Start of Record excerpts
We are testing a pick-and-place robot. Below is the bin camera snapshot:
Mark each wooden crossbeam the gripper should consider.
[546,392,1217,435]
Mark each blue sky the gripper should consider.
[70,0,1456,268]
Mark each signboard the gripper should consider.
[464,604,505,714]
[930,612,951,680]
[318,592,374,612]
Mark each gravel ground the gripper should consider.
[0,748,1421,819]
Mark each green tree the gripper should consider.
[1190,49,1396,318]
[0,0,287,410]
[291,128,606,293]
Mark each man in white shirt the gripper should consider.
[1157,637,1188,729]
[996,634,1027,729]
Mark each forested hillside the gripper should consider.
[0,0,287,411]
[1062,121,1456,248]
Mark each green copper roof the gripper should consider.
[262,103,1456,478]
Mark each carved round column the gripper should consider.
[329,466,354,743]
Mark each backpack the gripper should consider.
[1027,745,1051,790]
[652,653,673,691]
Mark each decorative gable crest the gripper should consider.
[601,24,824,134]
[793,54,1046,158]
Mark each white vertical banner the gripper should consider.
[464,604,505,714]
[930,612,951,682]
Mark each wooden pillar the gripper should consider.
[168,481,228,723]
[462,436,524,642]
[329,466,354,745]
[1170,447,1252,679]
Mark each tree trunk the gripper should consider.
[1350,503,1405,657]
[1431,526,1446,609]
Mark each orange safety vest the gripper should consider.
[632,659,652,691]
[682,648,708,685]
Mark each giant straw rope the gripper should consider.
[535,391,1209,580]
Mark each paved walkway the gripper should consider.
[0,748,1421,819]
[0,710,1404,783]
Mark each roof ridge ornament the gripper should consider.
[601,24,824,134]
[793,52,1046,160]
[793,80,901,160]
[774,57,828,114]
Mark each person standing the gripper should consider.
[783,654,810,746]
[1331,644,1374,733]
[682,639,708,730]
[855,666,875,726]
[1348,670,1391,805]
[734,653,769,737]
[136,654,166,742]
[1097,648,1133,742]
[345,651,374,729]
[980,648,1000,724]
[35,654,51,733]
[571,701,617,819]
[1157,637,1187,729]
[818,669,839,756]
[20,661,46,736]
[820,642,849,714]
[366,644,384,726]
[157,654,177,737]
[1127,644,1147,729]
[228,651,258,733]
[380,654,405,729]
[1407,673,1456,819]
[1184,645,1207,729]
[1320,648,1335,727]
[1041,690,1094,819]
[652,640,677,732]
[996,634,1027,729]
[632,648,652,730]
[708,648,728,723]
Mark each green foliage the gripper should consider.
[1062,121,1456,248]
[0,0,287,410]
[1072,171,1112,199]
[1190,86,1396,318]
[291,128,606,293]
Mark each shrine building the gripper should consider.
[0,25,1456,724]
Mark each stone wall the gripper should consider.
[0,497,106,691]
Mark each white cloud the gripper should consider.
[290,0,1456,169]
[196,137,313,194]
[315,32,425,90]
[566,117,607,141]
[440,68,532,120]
End of Record excerpts
■ Problem details ■
Rewrite all of the entries, changing every occurrence of "the gripper should consider" to "the robot arm should evaluate" and leaving everything else untouched.

■ Response to the exercise ■
We are testing a pick-and-place robot. Below is the bin camera snapshot:
Mark each wooden crossbeam the robot arm should evaluate.
[546,392,1217,435]
Mark each blue sky the robot arm should evaluate.
[70,0,1456,268]
Mark each signboard the robot arm should evaluate.
[464,604,505,714]
[930,612,951,680]
[318,592,374,612]
Mark each gravel ground the robot arm should evaluate.
[0,748,1421,819]
Mark each green tree the robot arm should evaluate.
[1190,49,1396,318]
[0,0,287,410]
[291,128,606,293]
Mark each man in white shirt the robot arm should evaluate.
[1157,637,1188,729]
[996,634,1027,729]
Mark each forested hillside the robot arm should evaluate.
[0,0,287,411]
[1062,121,1456,248]
Mark each green copper roof the robot arm should evaluate.
[262,103,1456,478]
Mark each carved round column the robot arm should evaluate.
[329,466,354,743]
Mark each backpack the robot arm should evaluate.
[1027,745,1051,790]
[652,653,673,691]
Mark each decorative gable crest the robot arm should evaluate.
[601,24,824,134]
[793,54,1046,158]
Mark each white vertical banner the robot arm should evaluate.
[464,604,505,714]
[930,612,951,682]
Mark each wooden pillar the robot arm should evaluate.
[168,481,228,723]
[462,436,524,642]
[329,466,354,745]
[1170,447,1252,679]
Mark each tree trunk the robot arm should evaluate.
[1350,503,1405,657]
[1431,526,1446,609]
Mark each orange safety vest the robot arm should evaluate.
[632,659,652,691]
[682,648,708,685]
Mark each giant straw rope the robot arm should evaluate.
[535,391,1209,580]
Mark each paved walkway the robot arm should evaluate.
[0,748,1421,819]
[0,710,1404,783]
Mark each roof ridge ornament the robot arm should evaluate.
[601,24,824,134]
[793,52,1046,160]
[793,80,901,160]
[774,57,828,114]
Mark each person standing the robot arm should evaluate.
[783,654,810,746]
[1331,644,1374,733]
[682,639,708,730]
[855,666,875,726]
[1348,670,1391,805]
[734,653,769,737]
[136,654,166,742]
[1097,648,1133,742]
[345,651,374,729]
[980,648,1000,724]
[35,654,51,733]
[571,701,617,819]
[1157,637,1187,729]
[818,669,839,756]
[20,661,46,736]
[820,642,849,714]
[366,644,384,726]
[157,654,177,737]
[1127,644,1147,729]
[228,651,258,733]
[380,654,405,729]
[1407,673,1456,819]
[1184,645,1207,729]
[1320,648,1335,727]
[1041,690,1094,819]
[652,640,677,732]
[996,634,1027,729]
[632,648,652,730]
[708,648,728,723]
Mark each green foliage the robot arm should evaluate.
[1062,121,1456,248]
[0,0,287,410]
[1072,171,1112,199]
[1190,86,1396,318]
[291,128,606,293]
Mark each shrine building the robot arm should evaluate.
[0,25,1456,724]
Mark each stone wall the robot arm should evaluate.
[0,497,106,691]
Mark each white cloud the robot arm should evaluate.
[290,0,1456,169]
[196,137,313,194]
[315,32,425,90]
[566,117,607,141]
[440,68,532,120]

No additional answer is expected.